Ou por motivos políticos, pois opunham-se ao comunismo activamente, ou consideravam o governo do Dr. António Borges Coutinho nocivo aos seus interesses económicos ( lavradores, madeireiros, etc ) ou porque pretendiam aproveitar o movimento descentralizador que reinava em Lisboa, com o avanço para as independências das províncias ultramarinas e conseguir uma autonomia avantajada ou mesmo a independência para os Açores.

Quem sentiu de imediato que se tratava de golpe de estado foi Borges Coutinho, adversário de sempre do Estado Novo e amigo íntimo do agora todo poderoso Melo Antunes. Magalhães depôs o governador sem que tivesse outro poder para além das G-3, e aquele retirou para a capital.

Proclamando-se Comandante Chefe das Forças Armadas nos Açores, ordenou então a prisão nocturna, cobarde e pombalina de trinta e cinco cidadãos que escolheu arbitrariamente entre listas de “suspeitos” eventualmente fornecidas pelas forças de esquerda, já que o PPD sempre negou tê-lo feito, e o CDS do Engenheiro Manuel Potes Cordovil se opôs corajosamente, antes, durante e depois daquela.

Mandou, de seguida, retirar os presos civis da Cadeia de Angra do Heroísmo e para lá mandou os 35, debaixo de forte escolta militar, 24 horas por dia mas, fortemente pressionado, pela França, Canadá e Estados Unidos e pela população indignada até ao ódio, foi-os libertando aos poucos, até que os últimos dali saíram em Julho.

Material extraído →
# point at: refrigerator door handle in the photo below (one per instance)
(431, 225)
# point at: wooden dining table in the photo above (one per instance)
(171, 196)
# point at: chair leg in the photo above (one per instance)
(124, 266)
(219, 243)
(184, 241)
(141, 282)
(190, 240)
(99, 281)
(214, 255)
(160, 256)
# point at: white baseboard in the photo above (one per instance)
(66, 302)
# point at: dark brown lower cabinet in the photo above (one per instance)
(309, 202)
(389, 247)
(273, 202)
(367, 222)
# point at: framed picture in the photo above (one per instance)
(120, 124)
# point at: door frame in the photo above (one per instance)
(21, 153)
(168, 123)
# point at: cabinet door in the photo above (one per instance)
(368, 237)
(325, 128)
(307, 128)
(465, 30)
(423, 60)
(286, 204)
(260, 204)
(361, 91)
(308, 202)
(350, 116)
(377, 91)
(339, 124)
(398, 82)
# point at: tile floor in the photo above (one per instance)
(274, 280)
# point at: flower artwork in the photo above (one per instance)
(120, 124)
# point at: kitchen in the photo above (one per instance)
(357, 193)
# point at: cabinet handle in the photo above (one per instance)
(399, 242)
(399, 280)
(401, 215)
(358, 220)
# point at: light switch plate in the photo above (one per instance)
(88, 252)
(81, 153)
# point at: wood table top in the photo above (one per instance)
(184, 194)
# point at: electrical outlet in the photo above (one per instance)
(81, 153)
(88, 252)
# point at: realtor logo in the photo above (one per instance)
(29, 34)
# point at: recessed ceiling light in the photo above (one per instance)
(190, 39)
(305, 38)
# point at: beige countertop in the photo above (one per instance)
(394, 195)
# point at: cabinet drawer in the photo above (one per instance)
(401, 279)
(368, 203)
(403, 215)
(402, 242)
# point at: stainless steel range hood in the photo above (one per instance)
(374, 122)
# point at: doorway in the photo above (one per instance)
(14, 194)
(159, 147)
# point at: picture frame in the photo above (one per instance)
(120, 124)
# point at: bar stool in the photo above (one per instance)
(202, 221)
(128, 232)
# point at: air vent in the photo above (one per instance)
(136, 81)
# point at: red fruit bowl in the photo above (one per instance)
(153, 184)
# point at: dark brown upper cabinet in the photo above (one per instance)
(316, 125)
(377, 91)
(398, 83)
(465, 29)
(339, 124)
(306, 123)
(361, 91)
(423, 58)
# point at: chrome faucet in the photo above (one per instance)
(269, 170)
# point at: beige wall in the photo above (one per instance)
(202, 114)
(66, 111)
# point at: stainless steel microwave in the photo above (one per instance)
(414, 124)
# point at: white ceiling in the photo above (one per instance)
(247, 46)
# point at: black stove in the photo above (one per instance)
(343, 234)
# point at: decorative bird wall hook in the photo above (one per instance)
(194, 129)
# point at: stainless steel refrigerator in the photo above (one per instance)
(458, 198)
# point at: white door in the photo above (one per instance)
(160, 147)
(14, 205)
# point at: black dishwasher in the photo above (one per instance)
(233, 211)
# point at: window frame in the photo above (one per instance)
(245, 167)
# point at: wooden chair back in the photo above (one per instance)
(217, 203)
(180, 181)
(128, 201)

Enunciado A → Segundo o excerto sobre os Açores, em que mês saíram da Cadeia de Angra do Heroísmo os últimos presos?
Enunciado B → Transcreva do excerto sobre os Açores o trecho entre "Proclamando-se Comandante Chefe" e "e depois daquela.", inclusive.
Enunciado C → Traduza para inglês a seguinte frase do excerto sobre os Açores: "Magalhães depôs o governador sem que tivesse outro poder para além das G-3, e aquele retirou para a capital."

Resposta A → Em Julho.

Resposta B →
Proclamando-se Comandante Chefe das Forças Armadas nos Açores, ordenou então a prisão nocturna, cobarde e pombalina de trinta e cinco cidadãos que escolheu arbitrariamente entre listas de “suspeitos” eventualmente fornecidas pelas forças de esquerda, já que o PPD sempre negou tê-lo feito, e o CDS do Engenheiro Manuel Potes Cordovil se opôs corajosamente, antes, durante e depois daquela.

Resposta C → Magalhães deposed the governor without having any power other than the G-3s, and the latter withdrew to the capital.